* **TEXT EXCERPT**
^^^^
Chapter 1 : Rotation and revolutions of the planets in one mahayuga; the number of civil days in a mahayuga; the solar months, lunar months, intercalary months; kalpa and the four yugas and their durations, the details of Kali Yuga, calculation of the Kali era from the Malayalam Era, calculation of Kali days; the true and mean position of planets; simple methods for numerical calculations; computation of the true and mean positions of planets; the details of the orbits of planets; constants to be used for the calculation of various parameters of the different planets.

Chapter 2 : Parameters connected with Kali era, the positions of the planets, their angular motions, various parameters connected with Moon.

Chapter 3 : Mean center of Moon and various parameters of Moon based on its latitude and longitude, the constants connected with Moon.

Chapter 4 : Perigee and apogee of the Mars, corrections to be given at different occasions for the Mars, constants for Mars, Mercury, Jupiter, Venus, Saturn in the respective order, the perigee and apogee of all these planets, their conjunction, their conjunctions possibilities.

Chapter 5 : Division of the kalpa based on the revolution of the planets, the number of revolutions during the course of this kalpa, the number of civil and solar days of earth since the beginning of this kalpa, the number and other details of the manvantaras for this kalpa, further details on the four yugas.

Chapter 6 : Calculation of the circumference of a circle using variety of methods; the division of the circumference and diameters; calculation of various parameters of a circle and their relations; a circle, the arc, the chord, the arrow, the angles, their relations among a variety of parameters; methods to memorize all these factors using the katapayadi system.

Chapter 7 : Epicycles of the Moon and the Sun, the apogee and perigee of the planets; sign calculation based on the zodiacal sign in which the planets are present; the chord connected with rising, setting, the apogee and the perigee; the method for determining the end-time of a month; the chords of the epicycles and apogee for all the planets, their hypotenuse.
^^^^
* **SHORT EXERCISE 1**
Set down the part of the chapter summary starting with "Chapter 7 : Epicycles" and going on through "planets, their hypotenuse.", copying it word for word.
* **SHORT EXERCISE 2**
Answer these questions from the chapter summary:
(a) Which chapter covers the calculation of the circumference of a circle?
(b) In Chapter 4, constants for which planets follow those for Mars, and in what order?
(c) In Chapter 1, from which era is the Kali era calculated?

* **GIVEN DATA**
^^^^
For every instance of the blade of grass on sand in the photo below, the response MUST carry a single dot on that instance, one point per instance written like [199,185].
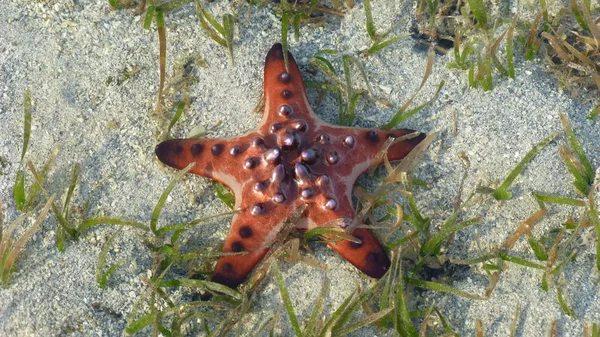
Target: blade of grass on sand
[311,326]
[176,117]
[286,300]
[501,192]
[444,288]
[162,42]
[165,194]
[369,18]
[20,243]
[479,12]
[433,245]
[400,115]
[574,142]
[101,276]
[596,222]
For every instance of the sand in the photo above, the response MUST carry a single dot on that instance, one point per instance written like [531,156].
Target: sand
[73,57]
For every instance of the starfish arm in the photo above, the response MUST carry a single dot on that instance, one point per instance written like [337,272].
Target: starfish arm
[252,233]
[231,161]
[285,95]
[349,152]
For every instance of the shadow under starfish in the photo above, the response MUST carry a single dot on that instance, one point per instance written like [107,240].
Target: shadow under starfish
^^^^
* **TASK ANSWER 1**
Chapter 7 : Epicycles of the Moon and the Sun, the apogee and perigee of the planets; sign calculation based on the zodiacal sign in which the planets are present; the chord connected with rising, setting, the apogee and the perigee; the method for determining the end-time of a month; the chords of the epicycles and apogee for all the planets, their hypotenuse.

* **TASK ANSWER 2**
(a) Chapter 6
(b) Mercury, Jupiter, Venus, Saturn
(c) The Malayalam Era